━━━ MATERIAL ━━━
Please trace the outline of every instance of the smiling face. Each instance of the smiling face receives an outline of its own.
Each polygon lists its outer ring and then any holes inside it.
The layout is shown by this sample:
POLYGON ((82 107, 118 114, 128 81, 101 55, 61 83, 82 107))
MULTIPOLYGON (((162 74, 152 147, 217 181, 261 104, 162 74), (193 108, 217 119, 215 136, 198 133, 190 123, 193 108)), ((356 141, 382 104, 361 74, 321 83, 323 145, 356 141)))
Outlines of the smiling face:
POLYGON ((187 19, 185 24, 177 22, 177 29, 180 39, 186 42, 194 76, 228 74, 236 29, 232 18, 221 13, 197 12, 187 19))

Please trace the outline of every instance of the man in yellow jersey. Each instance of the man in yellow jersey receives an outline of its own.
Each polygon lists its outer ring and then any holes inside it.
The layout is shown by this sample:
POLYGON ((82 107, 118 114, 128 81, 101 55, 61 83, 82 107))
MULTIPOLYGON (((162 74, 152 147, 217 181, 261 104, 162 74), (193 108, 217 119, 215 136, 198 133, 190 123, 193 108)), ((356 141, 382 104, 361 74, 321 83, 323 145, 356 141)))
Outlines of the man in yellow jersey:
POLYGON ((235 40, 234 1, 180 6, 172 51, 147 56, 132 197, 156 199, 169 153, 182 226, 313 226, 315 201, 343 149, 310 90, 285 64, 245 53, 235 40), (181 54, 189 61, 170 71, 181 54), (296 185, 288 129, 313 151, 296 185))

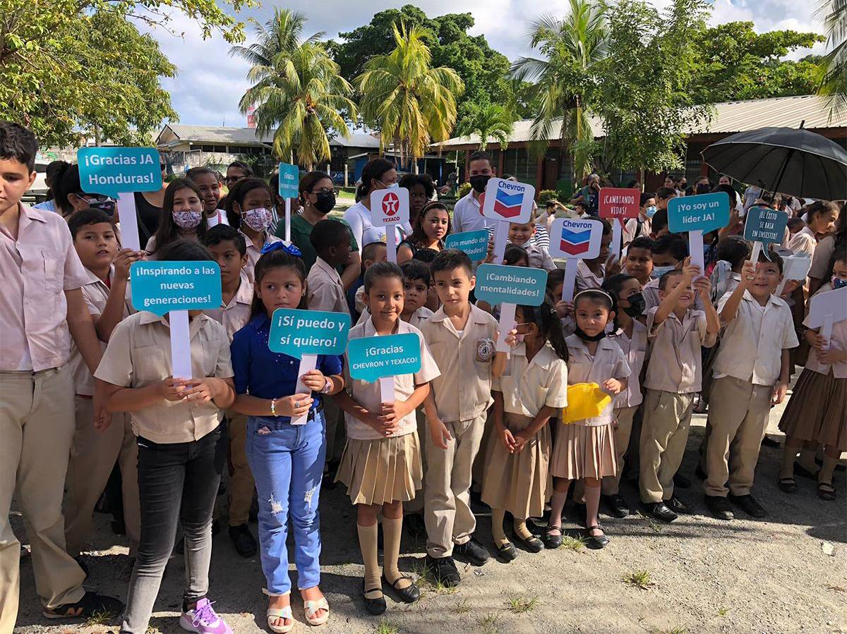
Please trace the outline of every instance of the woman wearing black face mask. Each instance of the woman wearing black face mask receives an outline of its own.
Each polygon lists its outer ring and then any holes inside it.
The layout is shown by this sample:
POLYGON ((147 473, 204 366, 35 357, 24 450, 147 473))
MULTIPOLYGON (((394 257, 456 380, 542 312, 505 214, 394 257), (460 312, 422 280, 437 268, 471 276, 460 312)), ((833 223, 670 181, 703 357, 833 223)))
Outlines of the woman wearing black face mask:
MULTIPOLYGON (((335 190, 329 174, 318 171, 304 174, 300 179, 298 189, 302 208, 300 213, 291 214, 291 242, 302 252, 306 270, 308 270, 318 258, 318 253, 312 246, 309 236, 314 225, 329 218, 329 212, 335 207, 335 190)), ((280 222, 277 227, 277 237, 284 237, 285 231, 284 225, 285 223, 280 222)), ((352 235, 350 238, 350 248, 353 251, 350 262, 338 272, 345 288, 358 277, 362 263, 359 258, 359 245, 352 235)))

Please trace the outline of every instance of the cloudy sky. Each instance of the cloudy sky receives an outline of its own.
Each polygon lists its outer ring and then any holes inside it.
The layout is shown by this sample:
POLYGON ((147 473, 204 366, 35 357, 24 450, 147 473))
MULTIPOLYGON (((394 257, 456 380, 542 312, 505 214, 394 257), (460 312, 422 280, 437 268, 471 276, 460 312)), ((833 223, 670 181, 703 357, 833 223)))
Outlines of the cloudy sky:
MULTIPOLYGON (((661 4, 662 0, 652 0, 661 4)), ((239 19, 255 18, 264 22, 273 12, 269 0, 265 8, 244 12, 239 19)), ((385 0, 289 0, 280 6, 308 16, 306 34, 325 31, 328 37, 337 38, 340 31, 355 29, 370 21, 371 16, 389 7, 400 8, 407 2, 385 0)), ((510 59, 532 54, 528 47, 529 21, 536 17, 528 6, 544 7, 544 11, 564 14, 567 0, 547 0, 543 4, 528 0, 418 0, 412 3, 432 16, 448 13, 470 13, 476 25, 472 35, 484 34, 490 46, 510 59)), ((752 21, 757 31, 778 29, 822 32, 822 27, 813 16, 817 0, 714 0, 712 24, 734 20, 752 21)), ((540 12, 540 8, 539 12, 540 12)), ((203 40, 200 30, 179 14, 172 16, 171 30, 184 33, 179 37, 156 30, 163 52, 176 63, 179 75, 168 80, 164 86, 170 91, 180 123, 195 125, 246 125, 245 117, 238 110, 238 101, 247 86, 245 75, 247 65, 229 55, 230 45, 219 36, 203 40)), ((250 29, 248 26, 248 36, 250 29)), ((822 45, 815 52, 822 51, 822 45)), ((800 52, 799 56, 807 53, 800 52)), ((796 56, 796 55, 795 55, 796 56)))

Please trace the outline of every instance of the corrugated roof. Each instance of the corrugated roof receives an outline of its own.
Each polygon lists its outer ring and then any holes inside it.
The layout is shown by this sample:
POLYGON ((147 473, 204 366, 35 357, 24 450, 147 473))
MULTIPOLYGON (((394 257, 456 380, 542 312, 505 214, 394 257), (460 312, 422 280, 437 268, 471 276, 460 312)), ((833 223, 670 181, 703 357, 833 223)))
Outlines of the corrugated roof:
MULTIPOLYGON (((590 121, 595 137, 602 138, 602 120, 598 117, 590 117, 590 121)), ((804 127, 806 130, 847 127, 847 113, 842 113, 841 116, 833 115, 830 120, 826 98, 817 95, 722 102, 714 104, 711 119, 707 123, 690 130, 689 134, 733 134, 771 126, 798 128, 800 122, 803 121, 805 122, 804 127)), ((556 119, 548 141, 555 141, 559 138, 561 122, 561 119, 556 119)), ((532 119, 516 121, 512 135, 509 136, 509 142, 519 143, 532 141, 531 127, 532 119)), ((479 143, 479 135, 471 135, 448 139, 444 143, 434 144, 434 146, 449 148, 468 145, 475 146, 479 143)))

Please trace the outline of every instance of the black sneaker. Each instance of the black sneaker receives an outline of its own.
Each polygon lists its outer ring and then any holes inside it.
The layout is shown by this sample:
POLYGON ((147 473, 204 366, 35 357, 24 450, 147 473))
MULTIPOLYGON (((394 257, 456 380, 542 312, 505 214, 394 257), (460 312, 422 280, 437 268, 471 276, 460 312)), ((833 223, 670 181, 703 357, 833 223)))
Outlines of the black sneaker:
POLYGON ((456 567, 456 562, 452 557, 430 557, 426 556, 426 567, 432 573, 433 577, 446 587, 455 587, 459 585, 462 576, 459 570, 456 567))
POLYGON ((741 507, 741 510, 749 515, 750 517, 767 517, 767 511, 765 510, 761 504, 756 502, 753 496, 750 493, 746 495, 733 495, 729 493, 729 501, 734 504, 738 504, 741 507))
POLYGON ((257 548, 256 538, 250 532, 246 524, 230 526, 230 540, 232 542, 235 552, 245 559, 249 559, 256 554, 257 548))
POLYGON ((735 519, 735 515, 729 507, 729 501, 726 498, 719 495, 704 495, 703 501, 706 502, 709 512, 718 520, 728 521, 735 519))
POLYGON ((473 565, 484 565, 491 558, 491 554, 488 549, 479 543, 476 539, 471 538, 462 544, 453 546, 453 554, 457 554, 473 565))
POLYGON ((87 619, 97 615, 118 616, 124 611, 124 604, 113 597, 87 592, 75 604, 63 604, 55 608, 45 608, 46 619, 87 619))

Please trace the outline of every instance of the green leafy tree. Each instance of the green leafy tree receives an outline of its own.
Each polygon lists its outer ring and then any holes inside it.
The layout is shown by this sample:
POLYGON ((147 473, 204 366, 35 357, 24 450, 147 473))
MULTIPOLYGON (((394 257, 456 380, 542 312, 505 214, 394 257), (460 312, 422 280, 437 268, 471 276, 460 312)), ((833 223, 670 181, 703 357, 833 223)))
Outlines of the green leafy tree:
POLYGON ((543 57, 519 58, 512 66, 518 80, 534 82, 539 109, 531 134, 536 146, 545 149, 557 127, 562 146, 570 151, 575 180, 591 167, 594 135, 588 105, 607 40, 603 6, 570 0, 563 19, 547 14, 533 22, 531 44, 543 57))
POLYGON ((434 68, 418 27, 394 27, 395 48, 365 64, 357 78, 365 121, 393 141, 401 159, 423 157, 432 141, 450 137, 456 123, 456 96, 464 85, 452 69, 434 68))
POLYGON ((355 117, 356 105, 349 98, 352 87, 320 41, 324 33, 302 40, 305 24, 302 14, 278 8, 264 26, 256 25, 257 42, 233 47, 230 54, 252 64, 247 78, 253 85, 241 97, 241 111, 256 106, 256 129, 274 131, 277 158, 296 152, 311 170, 331 157, 330 130, 350 136, 339 111, 355 117))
━━━
EXERCISE TASK. Reproduce the data word for word, starting at its first line and ending with the line containing "POLYGON ((235 40, 234", both ends included.

ANSWER TO THE TASK.
Please trace the outline of every instance of the smiling face. Each instance of the smiling face receives an outline of its own.
Each polygon lists its outer ring and then any holes inside it.
The layout is shown by this sample:
POLYGON ((82 107, 118 114, 128 81, 101 55, 61 83, 82 107))
MULTIPOLYGON (((162 74, 152 147, 217 181, 261 104, 162 74), (193 108, 217 119, 215 136, 198 133, 190 123, 193 108)), ((356 141, 382 104, 361 74, 321 83, 323 145, 356 141)))
Outlines of the smiling face:
POLYGON ((187 19, 185 24, 177 22, 177 29, 180 39, 186 42, 194 76, 228 74, 236 29, 232 18, 221 13, 197 12, 187 19))

Please trace the outline of every instance of the man in yellow jersey. Each instance of the man in yellow jersey receives an outline of its own.
Each polygon lists its outer ring and then any holes inside it.
The layout is shown by this sample:
POLYGON ((82 107, 118 114, 128 81, 101 55, 61 83, 82 107))
MULTIPOLYGON (((162 74, 152 147, 217 181, 261 104, 162 74), (193 108, 217 119, 215 136, 198 133, 190 123, 193 108)), ((356 141, 382 104, 361 74, 321 83, 323 145, 356 141)))
Outlines of the man in yellow jersey:
POLYGON ((235 40, 234 1, 180 6, 172 51, 147 56, 132 197, 156 199, 169 153, 182 226, 313 226, 315 201, 343 149, 310 90, 285 64, 245 53, 235 40), (181 54, 189 61, 170 71, 181 54), (296 185, 288 129, 313 151, 296 185))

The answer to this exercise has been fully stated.